» CONJUNTO DE TAREAS:
1 - Según el texto sobre la frontera, ¿cuántas trochas cruzan el río Táchira?
2 - Reproduzca literalmente el fragmento del texto sobre la frontera que comienza con las palabras que contienen "El recorrido de" y termina con "Esther y su mamá.".

» TEXTO:
============
El recorrido de vuelta es al mediodía. En la frontera hace una temperatura de 32 grados centígrados bajo un cielo tan impoluto que casi se siente la combustión del sol. A esa hora, el comercio lo monopolizan los vendedores de agua y los ‘rastrilleros’, que se encargan de transportar los equipajes y paquetes pesados. Incluso llevan maquinaria por debajo del puente a través del río Táchira.
Esther mira por la baranda y dice que reconoce el camino de una de las 280 trochas que cruzan ese río. “Me sé el trayecto de memoria”, asegura. En los momentos más agudos de tensión diplomática entre ambos países, bastaba con una frase certera de uno de los dos presidentes para cerrar la frontera. Tal vez sin dimensionar lo que eso implica para grupos de personas como Esther y su mamá.
============
» DATOS PROPORCIONADOS:
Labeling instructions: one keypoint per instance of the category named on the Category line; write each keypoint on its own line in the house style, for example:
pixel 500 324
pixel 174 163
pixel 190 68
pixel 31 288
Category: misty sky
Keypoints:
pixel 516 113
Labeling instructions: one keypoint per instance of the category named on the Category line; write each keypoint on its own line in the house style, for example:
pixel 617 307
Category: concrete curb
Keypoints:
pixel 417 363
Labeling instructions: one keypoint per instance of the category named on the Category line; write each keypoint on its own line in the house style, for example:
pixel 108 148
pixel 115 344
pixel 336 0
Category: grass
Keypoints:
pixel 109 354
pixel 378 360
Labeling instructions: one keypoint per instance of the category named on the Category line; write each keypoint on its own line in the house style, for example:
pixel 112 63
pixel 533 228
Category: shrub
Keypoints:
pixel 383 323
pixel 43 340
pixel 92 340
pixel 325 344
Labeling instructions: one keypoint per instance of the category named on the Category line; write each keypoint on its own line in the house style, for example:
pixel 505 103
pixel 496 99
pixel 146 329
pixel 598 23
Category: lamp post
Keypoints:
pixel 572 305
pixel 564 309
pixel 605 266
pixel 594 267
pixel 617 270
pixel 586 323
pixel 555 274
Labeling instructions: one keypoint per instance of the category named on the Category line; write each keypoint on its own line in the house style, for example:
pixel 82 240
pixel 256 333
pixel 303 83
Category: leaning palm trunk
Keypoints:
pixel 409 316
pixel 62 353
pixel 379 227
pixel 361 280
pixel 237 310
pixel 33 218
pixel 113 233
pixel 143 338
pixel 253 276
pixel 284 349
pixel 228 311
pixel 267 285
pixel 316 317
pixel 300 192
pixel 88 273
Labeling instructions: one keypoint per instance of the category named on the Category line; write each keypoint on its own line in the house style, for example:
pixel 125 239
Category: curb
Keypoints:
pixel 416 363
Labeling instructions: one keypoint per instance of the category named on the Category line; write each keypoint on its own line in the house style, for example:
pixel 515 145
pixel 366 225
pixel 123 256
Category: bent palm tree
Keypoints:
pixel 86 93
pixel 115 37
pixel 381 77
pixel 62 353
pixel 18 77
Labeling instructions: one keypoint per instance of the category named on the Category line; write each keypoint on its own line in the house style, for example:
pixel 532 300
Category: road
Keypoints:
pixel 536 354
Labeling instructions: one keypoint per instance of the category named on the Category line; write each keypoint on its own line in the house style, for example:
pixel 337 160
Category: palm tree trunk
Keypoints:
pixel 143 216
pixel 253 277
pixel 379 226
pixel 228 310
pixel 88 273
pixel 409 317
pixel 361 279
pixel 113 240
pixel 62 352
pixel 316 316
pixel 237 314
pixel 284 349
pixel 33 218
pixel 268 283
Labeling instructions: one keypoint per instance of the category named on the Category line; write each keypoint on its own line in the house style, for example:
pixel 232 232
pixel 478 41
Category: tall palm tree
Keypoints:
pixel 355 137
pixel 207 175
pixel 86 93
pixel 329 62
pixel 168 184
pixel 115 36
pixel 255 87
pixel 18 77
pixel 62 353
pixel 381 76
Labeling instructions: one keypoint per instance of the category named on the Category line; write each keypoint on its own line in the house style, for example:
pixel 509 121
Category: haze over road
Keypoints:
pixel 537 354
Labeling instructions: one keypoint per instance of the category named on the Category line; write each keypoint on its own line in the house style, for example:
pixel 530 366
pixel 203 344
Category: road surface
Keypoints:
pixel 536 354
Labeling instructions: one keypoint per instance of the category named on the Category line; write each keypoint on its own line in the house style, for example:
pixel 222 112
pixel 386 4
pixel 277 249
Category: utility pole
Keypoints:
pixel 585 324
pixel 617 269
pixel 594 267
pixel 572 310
============
» RESPUESTAS DE LA ACTIVIDAD:
1 - 280 trochas.

2 -
El recorrido de vuelta es al mediodía. En la frontera hace una temperatura de 32 grados centígrados bajo un cielo tan impoluto que casi se siente la combustión del sol. A esa hora, el comercio lo monopolizan los vendedores de agua y los ‘rastrilleros’, que se encargan de transportar los equipajes y paquetes pesados. Incluso llevan maquinaria por debajo del puente a través del río Táchira.
Esther mira por la baranda y dice que reconoce el camino de una de las 280 trochas que cruzan ese río. “Me sé el trayecto de memoria”, asegura. En los momentos más agudos de tensión diplomática entre ambos países, bastaba con una frase certera de uno de los dos presidentes para cerrar la frontera. Tal vez sin dimensionar lo que eso implica para grupos de personas como Esther y su mamá.